Return the lines below without any change, starting at the line that contains "In the photograph above, where can the adult" and continuing through the last line, inclusive.

### [MATERIAL PROVIDED]
* begin *

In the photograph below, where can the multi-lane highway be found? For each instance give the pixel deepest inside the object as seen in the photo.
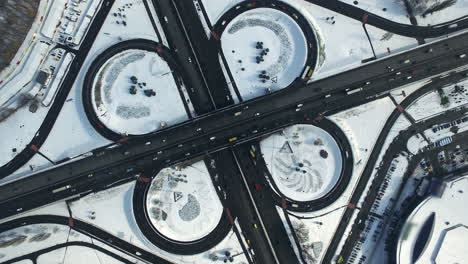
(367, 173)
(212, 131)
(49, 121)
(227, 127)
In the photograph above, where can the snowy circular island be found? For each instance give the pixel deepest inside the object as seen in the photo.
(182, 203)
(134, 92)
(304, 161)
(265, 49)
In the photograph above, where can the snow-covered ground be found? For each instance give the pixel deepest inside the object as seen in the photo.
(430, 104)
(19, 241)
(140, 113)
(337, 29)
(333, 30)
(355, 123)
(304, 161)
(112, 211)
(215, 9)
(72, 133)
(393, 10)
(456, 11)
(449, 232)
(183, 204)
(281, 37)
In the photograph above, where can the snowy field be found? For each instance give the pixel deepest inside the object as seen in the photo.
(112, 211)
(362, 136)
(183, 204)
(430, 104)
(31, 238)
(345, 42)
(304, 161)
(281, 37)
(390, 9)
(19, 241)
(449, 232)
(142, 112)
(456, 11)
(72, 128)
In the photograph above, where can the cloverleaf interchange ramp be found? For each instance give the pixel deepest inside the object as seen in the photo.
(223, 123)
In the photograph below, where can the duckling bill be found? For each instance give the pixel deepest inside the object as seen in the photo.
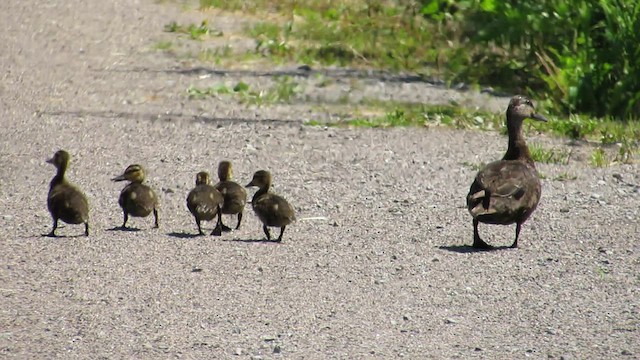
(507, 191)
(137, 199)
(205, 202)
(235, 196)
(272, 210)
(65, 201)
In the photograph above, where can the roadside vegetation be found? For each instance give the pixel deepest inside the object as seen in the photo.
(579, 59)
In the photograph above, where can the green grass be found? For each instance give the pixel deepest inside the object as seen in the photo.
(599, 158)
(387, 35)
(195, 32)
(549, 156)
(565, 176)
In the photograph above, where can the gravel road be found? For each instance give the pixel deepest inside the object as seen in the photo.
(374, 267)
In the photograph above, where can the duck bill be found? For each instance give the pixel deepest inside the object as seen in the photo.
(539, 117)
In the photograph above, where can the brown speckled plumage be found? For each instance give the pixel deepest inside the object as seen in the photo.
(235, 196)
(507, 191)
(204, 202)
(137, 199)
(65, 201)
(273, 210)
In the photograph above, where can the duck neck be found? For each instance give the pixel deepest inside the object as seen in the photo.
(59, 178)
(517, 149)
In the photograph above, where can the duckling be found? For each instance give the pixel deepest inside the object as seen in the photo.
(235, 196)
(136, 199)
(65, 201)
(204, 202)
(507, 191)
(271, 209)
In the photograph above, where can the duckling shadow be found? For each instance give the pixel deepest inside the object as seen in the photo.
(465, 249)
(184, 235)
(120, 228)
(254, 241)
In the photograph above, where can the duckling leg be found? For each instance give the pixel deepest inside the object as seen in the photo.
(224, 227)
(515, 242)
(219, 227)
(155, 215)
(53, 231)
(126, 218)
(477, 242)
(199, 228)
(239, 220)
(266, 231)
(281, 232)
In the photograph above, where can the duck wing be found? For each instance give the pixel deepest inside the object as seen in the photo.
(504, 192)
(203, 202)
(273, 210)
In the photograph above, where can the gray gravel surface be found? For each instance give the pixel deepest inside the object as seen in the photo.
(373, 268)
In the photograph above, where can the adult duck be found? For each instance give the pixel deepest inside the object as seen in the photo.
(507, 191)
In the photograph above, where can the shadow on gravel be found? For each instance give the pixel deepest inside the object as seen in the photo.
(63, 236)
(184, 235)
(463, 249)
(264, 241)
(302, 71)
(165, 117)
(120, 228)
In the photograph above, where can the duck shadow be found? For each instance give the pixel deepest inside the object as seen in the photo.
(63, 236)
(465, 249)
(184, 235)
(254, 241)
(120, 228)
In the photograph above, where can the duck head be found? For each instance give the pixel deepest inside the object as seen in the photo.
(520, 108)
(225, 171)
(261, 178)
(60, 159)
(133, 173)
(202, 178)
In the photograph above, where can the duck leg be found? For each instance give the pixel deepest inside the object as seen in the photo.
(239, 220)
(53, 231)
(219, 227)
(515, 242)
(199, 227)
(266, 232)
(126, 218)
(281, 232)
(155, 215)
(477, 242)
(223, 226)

* end *

### [FINISHED ANSWER]
In the photograph above, where can the adult duck be found? For each instance give the pixel deepest inside the object as seen in the photo.
(507, 191)
In the photograph above, where can the shadow on gravel be found? For each instance give the pixel deepest inside the object as seen in the photo.
(63, 236)
(184, 235)
(463, 249)
(264, 241)
(302, 71)
(165, 117)
(120, 228)
In the photograph above, where can the duck shadow be found? For each instance give the pixel deepest inside the object as seen in the photo.
(63, 236)
(465, 249)
(184, 235)
(254, 241)
(120, 228)
In the photograph above, where can the duck head be found? For each instance give the pixel deepest inside the object as seen in the photo.
(520, 108)
(225, 171)
(261, 178)
(60, 159)
(133, 173)
(202, 178)
In the photograph above, where can the duck leg be found? For each instance give the pixel deepest inside the object as seen in the photo.
(239, 220)
(53, 231)
(219, 227)
(515, 242)
(199, 227)
(266, 232)
(126, 218)
(281, 232)
(155, 215)
(477, 242)
(223, 226)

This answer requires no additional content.